**What you should do**
Reproduce exactly the line with "Keypoint placement: for each instance of the white cloud, put" and the lines after it. Stop at the last line of the data and include nothing else.

───── Excerpted records

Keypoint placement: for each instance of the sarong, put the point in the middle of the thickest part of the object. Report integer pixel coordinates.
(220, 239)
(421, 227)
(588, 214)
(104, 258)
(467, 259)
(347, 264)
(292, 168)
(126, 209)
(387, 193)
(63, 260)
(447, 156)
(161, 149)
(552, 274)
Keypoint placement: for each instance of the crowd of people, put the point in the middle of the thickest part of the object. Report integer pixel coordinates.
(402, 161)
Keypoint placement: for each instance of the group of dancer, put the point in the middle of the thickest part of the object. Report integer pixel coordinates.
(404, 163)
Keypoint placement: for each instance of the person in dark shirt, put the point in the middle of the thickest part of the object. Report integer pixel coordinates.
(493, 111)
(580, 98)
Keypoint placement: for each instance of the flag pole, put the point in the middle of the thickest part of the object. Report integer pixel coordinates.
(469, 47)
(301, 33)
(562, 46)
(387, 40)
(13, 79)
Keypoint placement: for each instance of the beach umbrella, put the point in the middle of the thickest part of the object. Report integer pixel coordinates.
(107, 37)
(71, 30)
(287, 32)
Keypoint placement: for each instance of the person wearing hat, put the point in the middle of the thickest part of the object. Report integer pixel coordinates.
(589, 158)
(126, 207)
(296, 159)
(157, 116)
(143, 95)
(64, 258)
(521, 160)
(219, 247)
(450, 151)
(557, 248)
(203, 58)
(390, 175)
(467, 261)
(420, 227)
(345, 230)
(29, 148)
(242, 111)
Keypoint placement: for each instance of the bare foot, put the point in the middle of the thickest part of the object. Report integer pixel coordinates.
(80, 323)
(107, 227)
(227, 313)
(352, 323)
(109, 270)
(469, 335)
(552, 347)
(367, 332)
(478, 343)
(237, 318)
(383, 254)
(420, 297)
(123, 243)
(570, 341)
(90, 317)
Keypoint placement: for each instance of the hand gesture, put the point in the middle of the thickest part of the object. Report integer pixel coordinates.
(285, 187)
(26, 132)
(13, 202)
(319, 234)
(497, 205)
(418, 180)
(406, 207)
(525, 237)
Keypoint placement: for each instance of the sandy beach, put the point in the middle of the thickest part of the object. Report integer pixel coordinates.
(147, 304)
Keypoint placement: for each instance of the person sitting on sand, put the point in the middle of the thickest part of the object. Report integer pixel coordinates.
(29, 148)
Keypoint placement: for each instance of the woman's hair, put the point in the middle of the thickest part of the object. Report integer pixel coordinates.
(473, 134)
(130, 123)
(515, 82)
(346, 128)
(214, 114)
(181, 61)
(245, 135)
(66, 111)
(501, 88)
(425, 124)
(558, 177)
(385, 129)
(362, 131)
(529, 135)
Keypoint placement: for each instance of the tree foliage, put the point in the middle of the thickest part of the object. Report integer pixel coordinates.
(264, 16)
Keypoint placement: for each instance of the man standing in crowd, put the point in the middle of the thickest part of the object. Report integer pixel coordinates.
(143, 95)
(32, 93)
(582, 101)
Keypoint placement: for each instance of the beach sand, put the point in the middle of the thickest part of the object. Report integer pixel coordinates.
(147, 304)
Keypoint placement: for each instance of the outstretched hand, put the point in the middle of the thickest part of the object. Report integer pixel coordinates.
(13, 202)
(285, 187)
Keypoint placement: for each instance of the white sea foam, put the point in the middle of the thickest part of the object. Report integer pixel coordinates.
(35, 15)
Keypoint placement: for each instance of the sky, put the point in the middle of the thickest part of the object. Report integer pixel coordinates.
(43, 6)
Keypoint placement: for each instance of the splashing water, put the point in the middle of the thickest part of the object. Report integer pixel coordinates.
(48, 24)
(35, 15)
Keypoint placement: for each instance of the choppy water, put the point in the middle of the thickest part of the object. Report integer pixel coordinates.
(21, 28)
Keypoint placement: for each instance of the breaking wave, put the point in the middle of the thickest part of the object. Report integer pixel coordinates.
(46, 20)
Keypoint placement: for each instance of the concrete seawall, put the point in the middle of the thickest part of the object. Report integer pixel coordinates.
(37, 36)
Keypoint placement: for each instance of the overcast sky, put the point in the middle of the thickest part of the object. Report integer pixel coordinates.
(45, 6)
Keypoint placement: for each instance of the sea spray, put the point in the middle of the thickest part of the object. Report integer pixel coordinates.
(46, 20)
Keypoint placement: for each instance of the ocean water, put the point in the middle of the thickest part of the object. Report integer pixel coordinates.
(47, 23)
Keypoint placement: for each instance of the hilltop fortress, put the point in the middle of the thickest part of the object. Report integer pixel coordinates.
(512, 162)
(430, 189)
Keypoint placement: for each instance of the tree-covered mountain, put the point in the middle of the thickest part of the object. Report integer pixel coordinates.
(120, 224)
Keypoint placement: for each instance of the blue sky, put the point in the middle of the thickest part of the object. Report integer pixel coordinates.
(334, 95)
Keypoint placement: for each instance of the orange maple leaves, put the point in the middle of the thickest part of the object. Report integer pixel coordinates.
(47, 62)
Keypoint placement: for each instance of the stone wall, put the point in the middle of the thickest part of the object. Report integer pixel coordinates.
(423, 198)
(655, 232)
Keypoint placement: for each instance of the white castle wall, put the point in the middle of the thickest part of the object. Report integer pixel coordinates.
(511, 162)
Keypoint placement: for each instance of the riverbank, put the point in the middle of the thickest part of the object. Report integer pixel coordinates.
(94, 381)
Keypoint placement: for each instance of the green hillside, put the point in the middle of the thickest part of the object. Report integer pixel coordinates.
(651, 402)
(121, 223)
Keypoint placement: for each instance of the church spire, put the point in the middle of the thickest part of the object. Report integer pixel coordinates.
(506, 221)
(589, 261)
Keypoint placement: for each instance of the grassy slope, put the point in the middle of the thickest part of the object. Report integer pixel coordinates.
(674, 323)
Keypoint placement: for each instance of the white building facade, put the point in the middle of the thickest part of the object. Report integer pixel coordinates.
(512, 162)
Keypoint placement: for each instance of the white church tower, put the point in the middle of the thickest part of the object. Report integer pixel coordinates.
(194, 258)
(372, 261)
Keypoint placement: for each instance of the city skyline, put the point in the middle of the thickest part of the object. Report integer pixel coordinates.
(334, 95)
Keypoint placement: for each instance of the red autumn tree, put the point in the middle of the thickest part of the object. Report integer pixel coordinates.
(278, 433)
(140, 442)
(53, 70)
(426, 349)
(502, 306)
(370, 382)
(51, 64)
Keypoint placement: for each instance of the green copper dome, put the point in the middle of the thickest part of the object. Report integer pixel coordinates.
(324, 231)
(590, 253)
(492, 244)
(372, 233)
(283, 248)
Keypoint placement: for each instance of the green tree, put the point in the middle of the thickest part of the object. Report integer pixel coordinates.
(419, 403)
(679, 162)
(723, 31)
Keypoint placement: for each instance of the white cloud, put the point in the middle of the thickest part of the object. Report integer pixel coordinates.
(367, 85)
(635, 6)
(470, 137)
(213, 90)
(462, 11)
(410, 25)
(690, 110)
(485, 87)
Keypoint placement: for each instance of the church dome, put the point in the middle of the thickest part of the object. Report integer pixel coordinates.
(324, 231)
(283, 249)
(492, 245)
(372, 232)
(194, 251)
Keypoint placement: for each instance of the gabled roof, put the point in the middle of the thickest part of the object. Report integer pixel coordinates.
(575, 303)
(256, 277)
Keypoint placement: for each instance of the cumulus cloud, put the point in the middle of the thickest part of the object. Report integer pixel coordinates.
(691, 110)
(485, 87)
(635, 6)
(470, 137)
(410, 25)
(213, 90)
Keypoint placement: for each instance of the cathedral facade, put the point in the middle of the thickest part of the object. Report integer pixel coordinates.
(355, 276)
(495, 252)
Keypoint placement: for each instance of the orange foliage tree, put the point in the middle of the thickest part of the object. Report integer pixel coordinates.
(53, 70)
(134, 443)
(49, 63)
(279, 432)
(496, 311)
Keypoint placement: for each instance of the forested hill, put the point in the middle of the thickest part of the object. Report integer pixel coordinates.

──────────

**Exercise answer**
Keypoint placement: for each instance of the white cloud, put the point in the middle of the thickest part of the object. Report integer pixel coordinates.
(367, 85)
(635, 6)
(470, 137)
(213, 90)
(462, 11)
(410, 25)
(690, 110)
(485, 87)
Keypoint placement: for each instance of the church dome, put the point in the middle of the thickest part of the object. Report integer pixel coordinates.
(324, 231)
(283, 249)
(492, 245)
(372, 232)
(194, 251)
Keypoint placement: for each instance of the gabled roof, put the point in the middle of the thickest part of the object. Report integer pixel coordinates.
(575, 303)
(256, 277)
Keypoint placement: for each instance of the cumulus cloud, put the point in the middle of the thickest part of the object. Report integer pixel coordinates.
(691, 110)
(485, 87)
(635, 6)
(470, 137)
(410, 25)
(213, 90)
Keypoint placement: for each instance of the cathedral facade, put the point in the middle of the thickest part of the object. Report integer pixel coordinates.
(355, 276)
(495, 252)
Keypoint placement: for each instance of the orange foliage tree, put the point in the middle of the thickest part of the object. Report integer pixel coordinates.
(53, 70)
(134, 443)
(49, 63)
(279, 432)
(496, 311)
Keypoint placement: for each instance of the forested hill, put the point in the middle of the thickest part of the object. Report integer pixel coordinates.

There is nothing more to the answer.